ACTION ITEM:
Span requested from the data below: the line with "Practice. Indicate each instance of the blue" through the line with "Where can the thread spool", both included. Give only these lines again, exactly, and leave every picture out.

::: INFORMATION GIVEN

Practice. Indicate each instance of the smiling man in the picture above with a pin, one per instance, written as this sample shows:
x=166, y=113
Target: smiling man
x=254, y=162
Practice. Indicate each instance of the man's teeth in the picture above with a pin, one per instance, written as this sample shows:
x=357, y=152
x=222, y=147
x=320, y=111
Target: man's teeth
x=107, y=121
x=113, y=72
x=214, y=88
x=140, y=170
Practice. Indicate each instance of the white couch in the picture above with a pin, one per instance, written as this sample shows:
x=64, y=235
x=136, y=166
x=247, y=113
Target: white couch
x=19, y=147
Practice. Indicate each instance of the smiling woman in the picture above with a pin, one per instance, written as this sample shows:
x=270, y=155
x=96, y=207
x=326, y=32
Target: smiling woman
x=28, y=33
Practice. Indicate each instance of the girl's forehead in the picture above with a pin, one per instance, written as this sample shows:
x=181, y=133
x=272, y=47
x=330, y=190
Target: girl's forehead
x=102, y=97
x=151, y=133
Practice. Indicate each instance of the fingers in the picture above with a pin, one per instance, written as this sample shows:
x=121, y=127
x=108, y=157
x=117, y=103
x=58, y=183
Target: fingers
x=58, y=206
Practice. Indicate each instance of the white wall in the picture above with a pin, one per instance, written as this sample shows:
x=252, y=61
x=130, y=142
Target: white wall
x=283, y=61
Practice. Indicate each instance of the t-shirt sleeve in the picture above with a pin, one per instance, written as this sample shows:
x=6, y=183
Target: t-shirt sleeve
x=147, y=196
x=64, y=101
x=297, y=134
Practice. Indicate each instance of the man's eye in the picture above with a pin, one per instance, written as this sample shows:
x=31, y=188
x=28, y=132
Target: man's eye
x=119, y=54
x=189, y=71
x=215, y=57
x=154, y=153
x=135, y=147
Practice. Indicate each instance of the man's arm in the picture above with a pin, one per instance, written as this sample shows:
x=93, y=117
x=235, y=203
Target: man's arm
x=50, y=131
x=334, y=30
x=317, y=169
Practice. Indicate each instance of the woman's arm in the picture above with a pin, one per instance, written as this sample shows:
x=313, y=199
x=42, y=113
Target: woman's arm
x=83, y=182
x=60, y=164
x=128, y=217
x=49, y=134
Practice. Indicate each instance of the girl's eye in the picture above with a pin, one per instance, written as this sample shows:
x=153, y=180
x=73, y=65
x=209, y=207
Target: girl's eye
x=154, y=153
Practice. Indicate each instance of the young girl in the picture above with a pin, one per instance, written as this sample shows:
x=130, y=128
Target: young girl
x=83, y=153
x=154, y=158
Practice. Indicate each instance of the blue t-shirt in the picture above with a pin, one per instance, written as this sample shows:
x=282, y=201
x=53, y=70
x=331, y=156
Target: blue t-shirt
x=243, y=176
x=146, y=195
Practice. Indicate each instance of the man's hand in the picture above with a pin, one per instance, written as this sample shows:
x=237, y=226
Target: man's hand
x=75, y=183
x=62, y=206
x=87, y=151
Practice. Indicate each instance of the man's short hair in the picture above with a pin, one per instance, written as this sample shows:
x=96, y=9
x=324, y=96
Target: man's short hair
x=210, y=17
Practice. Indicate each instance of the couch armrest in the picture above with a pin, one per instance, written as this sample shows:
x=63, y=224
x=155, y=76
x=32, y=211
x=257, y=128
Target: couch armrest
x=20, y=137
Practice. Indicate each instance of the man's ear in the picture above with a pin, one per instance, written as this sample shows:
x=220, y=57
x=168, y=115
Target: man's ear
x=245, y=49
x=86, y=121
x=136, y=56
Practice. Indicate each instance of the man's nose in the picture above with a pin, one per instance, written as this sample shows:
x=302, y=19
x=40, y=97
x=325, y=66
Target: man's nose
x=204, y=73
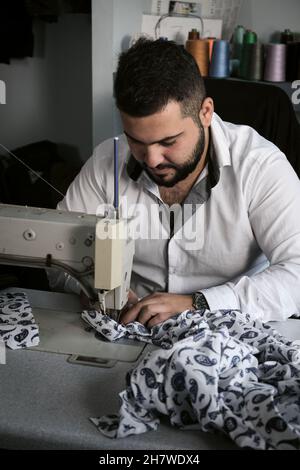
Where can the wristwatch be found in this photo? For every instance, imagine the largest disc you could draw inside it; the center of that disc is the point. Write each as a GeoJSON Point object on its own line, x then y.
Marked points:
{"type": "Point", "coordinates": [199, 301]}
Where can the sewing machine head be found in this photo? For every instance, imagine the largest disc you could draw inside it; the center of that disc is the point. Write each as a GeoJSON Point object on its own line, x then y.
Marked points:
{"type": "Point", "coordinates": [94, 251]}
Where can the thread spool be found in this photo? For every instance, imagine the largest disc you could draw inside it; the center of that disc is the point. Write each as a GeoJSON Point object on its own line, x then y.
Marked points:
{"type": "Point", "coordinates": [250, 37]}
{"type": "Point", "coordinates": [293, 61]}
{"type": "Point", "coordinates": [251, 67]}
{"type": "Point", "coordinates": [237, 42]}
{"type": "Point", "coordinates": [194, 34]}
{"type": "Point", "coordinates": [219, 66]}
{"type": "Point", "coordinates": [199, 49]}
{"type": "Point", "coordinates": [286, 36]}
{"type": "Point", "coordinates": [275, 62]}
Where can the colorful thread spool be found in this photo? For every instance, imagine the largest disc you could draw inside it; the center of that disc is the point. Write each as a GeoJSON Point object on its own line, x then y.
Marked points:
{"type": "Point", "coordinates": [219, 66]}
{"type": "Point", "coordinates": [275, 63]}
{"type": "Point", "coordinates": [199, 49]}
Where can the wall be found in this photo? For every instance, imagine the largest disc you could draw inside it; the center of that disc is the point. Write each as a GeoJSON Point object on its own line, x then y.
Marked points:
{"type": "Point", "coordinates": [267, 16]}
{"type": "Point", "coordinates": [49, 95]}
{"type": "Point", "coordinates": [115, 21]}
{"type": "Point", "coordinates": [113, 24]}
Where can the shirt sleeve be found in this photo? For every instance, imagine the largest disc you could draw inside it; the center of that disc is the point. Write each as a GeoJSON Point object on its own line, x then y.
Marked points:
{"type": "Point", "coordinates": [273, 207]}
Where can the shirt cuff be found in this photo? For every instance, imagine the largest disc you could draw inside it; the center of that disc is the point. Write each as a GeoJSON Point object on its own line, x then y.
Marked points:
{"type": "Point", "coordinates": [221, 298]}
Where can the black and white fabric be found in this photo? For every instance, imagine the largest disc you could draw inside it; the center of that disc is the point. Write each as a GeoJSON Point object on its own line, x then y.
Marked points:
{"type": "Point", "coordinates": [17, 325]}
{"type": "Point", "coordinates": [215, 371]}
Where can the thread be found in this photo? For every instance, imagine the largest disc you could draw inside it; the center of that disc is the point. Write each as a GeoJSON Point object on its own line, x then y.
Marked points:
{"type": "Point", "coordinates": [275, 63]}
{"type": "Point", "coordinates": [210, 46]}
{"type": "Point", "coordinates": [251, 67]}
{"type": "Point", "coordinates": [116, 173]}
{"type": "Point", "coordinates": [199, 49]}
{"type": "Point", "coordinates": [219, 66]}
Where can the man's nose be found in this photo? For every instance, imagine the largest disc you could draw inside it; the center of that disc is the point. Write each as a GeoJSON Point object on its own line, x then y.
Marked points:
{"type": "Point", "coordinates": [153, 156]}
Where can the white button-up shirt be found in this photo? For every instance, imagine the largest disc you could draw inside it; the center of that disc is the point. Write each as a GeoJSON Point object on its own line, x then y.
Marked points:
{"type": "Point", "coordinates": [247, 252]}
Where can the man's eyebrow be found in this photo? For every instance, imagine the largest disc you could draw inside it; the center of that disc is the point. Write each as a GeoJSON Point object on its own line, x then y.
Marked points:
{"type": "Point", "coordinates": [170, 137]}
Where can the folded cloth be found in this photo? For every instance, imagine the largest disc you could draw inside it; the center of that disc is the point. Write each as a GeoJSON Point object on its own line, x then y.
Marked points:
{"type": "Point", "coordinates": [17, 325]}
{"type": "Point", "coordinates": [219, 372]}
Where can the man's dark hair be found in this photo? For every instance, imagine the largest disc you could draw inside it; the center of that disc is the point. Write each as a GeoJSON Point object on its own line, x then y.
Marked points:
{"type": "Point", "coordinates": [153, 73]}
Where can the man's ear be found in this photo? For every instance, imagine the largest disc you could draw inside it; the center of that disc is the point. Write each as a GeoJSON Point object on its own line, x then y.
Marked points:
{"type": "Point", "coordinates": [206, 112]}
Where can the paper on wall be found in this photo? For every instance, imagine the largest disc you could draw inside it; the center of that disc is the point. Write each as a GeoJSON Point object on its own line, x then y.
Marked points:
{"type": "Point", "coordinates": [227, 10]}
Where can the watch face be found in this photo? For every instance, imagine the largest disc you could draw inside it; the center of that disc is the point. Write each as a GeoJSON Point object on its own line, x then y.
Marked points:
{"type": "Point", "coordinates": [199, 301]}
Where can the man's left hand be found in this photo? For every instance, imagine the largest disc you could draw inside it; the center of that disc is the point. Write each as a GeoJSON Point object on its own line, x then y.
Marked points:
{"type": "Point", "coordinates": [156, 308]}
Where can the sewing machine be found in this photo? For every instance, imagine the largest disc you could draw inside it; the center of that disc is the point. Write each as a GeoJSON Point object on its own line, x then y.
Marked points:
{"type": "Point", "coordinates": [94, 251]}
{"type": "Point", "coordinates": [52, 399]}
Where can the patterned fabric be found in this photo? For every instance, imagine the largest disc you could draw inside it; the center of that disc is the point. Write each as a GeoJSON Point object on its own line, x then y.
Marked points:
{"type": "Point", "coordinates": [214, 371]}
{"type": "Point", "coordinates": [17, 325]}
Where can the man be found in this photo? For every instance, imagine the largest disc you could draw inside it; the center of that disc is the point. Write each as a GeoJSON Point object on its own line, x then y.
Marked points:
{"type": "Point", "coordinates": [244, 195]}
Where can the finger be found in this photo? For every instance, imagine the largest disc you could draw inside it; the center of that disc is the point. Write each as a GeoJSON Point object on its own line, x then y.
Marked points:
{"type": "Point", "coordinates": [131, 314]}
{"type": "Point", "coordinates": [132, 297]}
{"type": "Point", "coordinates": [157, 319]}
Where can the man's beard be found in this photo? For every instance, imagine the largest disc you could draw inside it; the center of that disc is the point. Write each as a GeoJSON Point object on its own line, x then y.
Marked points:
{"type": "Point", "coordinates": [181, 171]}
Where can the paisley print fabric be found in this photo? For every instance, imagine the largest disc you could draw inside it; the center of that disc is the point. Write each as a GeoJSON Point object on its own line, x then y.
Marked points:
{"type": "Point", "coordinates": [17, 325]}
{"type": "Point", "coordinates": [214, 371]}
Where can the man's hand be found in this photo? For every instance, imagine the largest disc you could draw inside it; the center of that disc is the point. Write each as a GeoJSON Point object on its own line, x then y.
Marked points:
{"type": "Point", "coordinates": [156, 308]}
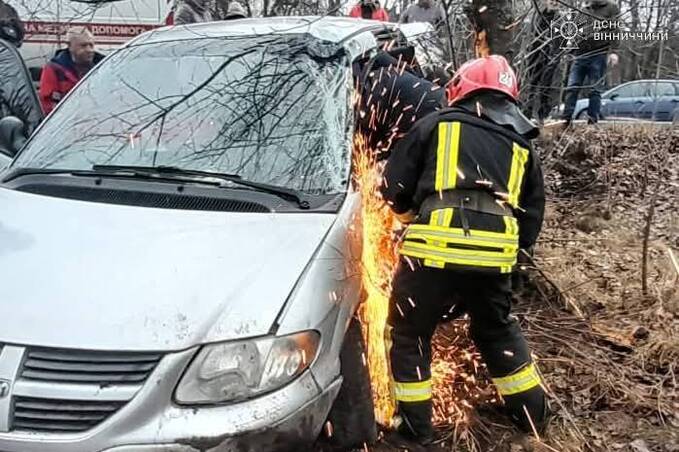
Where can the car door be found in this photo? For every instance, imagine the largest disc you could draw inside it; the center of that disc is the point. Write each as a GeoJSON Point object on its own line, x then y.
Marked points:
{"type": "Point", "coordinates": [17, 94]}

::::::

ANSWER:
Practice. Indicate each instance of the blue t-shirt in the picture above with a pin, one per instance, written as this sample shows:
x=282, y=201
x=53, y=70
x=331, y=156
Target: blue t-shirt
x=243, y=176
x=146, y=195
Practice. Indicate each instance of the man's hand in the picture above with a pin, one per instance, written as this sample shows:
x=237, y=226
Target: man's hand
x=75, y=183
x=62, y=206
x=87, y=151
Practice. Indicate each instance of the man's short hair in the picture above with a pin, one per instance, written as this sample shows:
x=96, y=9
x=324, y=96
Target: man's short hair
x=210, y=17
Practice. Indicate each instance of the couch armrest in the picture above with a pin, one per instance, written as this sample shows:
x=63, y=224
x=155, y=76
x=32, y=211
x=257, y=128
Target: couch armrest
x=20, y=137
Practice. Indicate each instance of the man's ear in the picture above with a pin, one per instance, written as this sample shows:
x=220, y=57
x=168, y=115
Target: man's ear
x=245, y=49
x=86, y=121
x=136, y=56
Practice. Indicate each instance of the man's nose in the picture above with a pin, one per instance, written as this sample shows:
x=302, y=19
x=40, y=97
x=325, y=66
Target: man's nose
x=204, y=73
Where can the wristwatch be found in this photo? For every instance, imagine the largest disc you could draw inside it; the center of that disc is the point. Write each as a GeoJSON Point object on its own line, x then y.
Marked points:
{"type": "Point", "coordinates": [199, 301]}
Where can the sewing machine head be found in this photo? For every instance, imagine the largest disc you could draw inside it; the center of that disc is the point. Write each as a GeoJSON Point object on its own line, x then y.
Marked points:
{"type": "Point", "coordinates": [94, 251]}
Where can the thread spool be found in this photo? For every instance, imagine the largest disc you could draw inside it; the center of that disc is the point. Write each as a GeoJSON Point object on its own line, x then y.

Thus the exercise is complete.